*Requirements*.
Retype the listing below line for line, without changing a single character.

⟨

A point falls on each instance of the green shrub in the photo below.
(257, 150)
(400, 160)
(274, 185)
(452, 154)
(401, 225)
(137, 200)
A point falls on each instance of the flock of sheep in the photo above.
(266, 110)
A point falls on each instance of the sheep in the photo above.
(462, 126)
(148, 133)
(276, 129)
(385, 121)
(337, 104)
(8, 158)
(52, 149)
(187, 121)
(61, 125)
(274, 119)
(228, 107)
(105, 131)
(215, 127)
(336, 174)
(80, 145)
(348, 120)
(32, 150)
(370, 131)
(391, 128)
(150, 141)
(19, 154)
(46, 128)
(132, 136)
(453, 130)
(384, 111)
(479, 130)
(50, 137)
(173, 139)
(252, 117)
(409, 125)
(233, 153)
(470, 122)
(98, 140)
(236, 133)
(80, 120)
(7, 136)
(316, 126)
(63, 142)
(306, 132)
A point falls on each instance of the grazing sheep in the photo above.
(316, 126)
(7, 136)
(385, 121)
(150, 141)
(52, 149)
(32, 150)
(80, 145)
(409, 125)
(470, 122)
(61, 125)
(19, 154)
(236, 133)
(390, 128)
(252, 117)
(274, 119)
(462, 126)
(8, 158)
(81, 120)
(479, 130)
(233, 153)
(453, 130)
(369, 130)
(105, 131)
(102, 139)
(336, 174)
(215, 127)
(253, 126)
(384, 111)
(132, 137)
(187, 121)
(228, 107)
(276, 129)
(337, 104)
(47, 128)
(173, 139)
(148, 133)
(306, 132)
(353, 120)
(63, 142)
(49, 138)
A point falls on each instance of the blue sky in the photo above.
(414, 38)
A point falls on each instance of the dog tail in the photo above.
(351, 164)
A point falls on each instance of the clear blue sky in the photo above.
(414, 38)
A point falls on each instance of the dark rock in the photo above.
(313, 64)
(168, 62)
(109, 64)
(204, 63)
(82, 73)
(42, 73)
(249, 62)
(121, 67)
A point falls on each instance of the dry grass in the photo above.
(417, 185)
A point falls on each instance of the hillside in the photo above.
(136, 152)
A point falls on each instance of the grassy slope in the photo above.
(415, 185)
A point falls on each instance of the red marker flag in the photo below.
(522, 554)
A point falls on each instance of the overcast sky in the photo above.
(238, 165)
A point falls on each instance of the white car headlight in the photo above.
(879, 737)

⟩

*Output*.
A point falls on each instance of the green shrub in the photo below.
(257, 150)
(400, 160)
(274, 185)
(452, 154)
(401, 225)
(137, 200)
A point falls on each instance of the flock of sheep in the photo above.
(266, 110)
A point falls on each instance of the sheep in the photo above.
(462, 126)
(148, 133)
(276, 129)
(385, 121)
(337, 104)
(8, 158)
(52, 149)
(187, 121)
(61, 125)
(274, 119)
(228, 107)
(105, 131)
(215, 127)
(336, 174)
(80, 145)
(348, 120)
(32, 150)
(370, 131)
(391, 128)
(150, 141)
(19, 154)
(46, 128)
(132, 136)
(453, 130)
(384, 111)
(479, 130)
(50, 137)
(173, 139)
(252, 117)
(409, 125)
(233, 153)
(470, 122)
(98, 140)
(236, 133)
(80, 120)
(7, 136)
(316, 126)
(63, 142)
(306, 132)
A point falls on each instance of the grazing sheep in the photo above.
(316, 126)
(7, 136)
(385, 121)
(150, 141)
(52, 149)
(32, 150)
(80, 145)
(409, 125)
(470, 122)
(61, 125)
(19, 154)
(236, 133)
(390, 128)
(252, 117)
(274, 119)
(462, 126)
(8, 158)
(81, 120)
(479, 130)
(233, 153)
(453, 130)
(369, 130)
(105, 131)
(102, 139)
(336, 174)
(215, 127)
(253, 126)
(384, 111)
(132, 137)
(187, 121)
(228, 107)
(276, 129)
(337, 104)
(47, 128)
(173, 139)
(148, 133)
(306, 132)
(353, 120)
(63, 142)
(49, 138)
A point falls on each instance of the blue sky in the photo above.
(414, 38)
A point falls on each instance of the dog tail in the photo above.
(351, 164)
A point falls on each instance of the clear blue sky in the photo above.
(414, 38)
A point falls on each instance of the dark rock in the photo above.
(313, 64)
(168, 62)
(109, 64)
(204, 63)
(82, 73)
(42, 73)
(249, 62)
(121, 67)
A point falls on each instance of the dry grass in the photo above.
(417, 185)
A point falls on each instance of the hillside in the photo above.
(136, 152)
A point falls on each instance of the grassy slope in the photo above.
(415, 185)
A point falls on each instance of the red marker flag in the photo below.
(522, 554)
A point falls on each instance of the overcast sky in the photo above.
(238, 165)
A point falls on each instance of the white car headlight in the photo above.
(879, 737)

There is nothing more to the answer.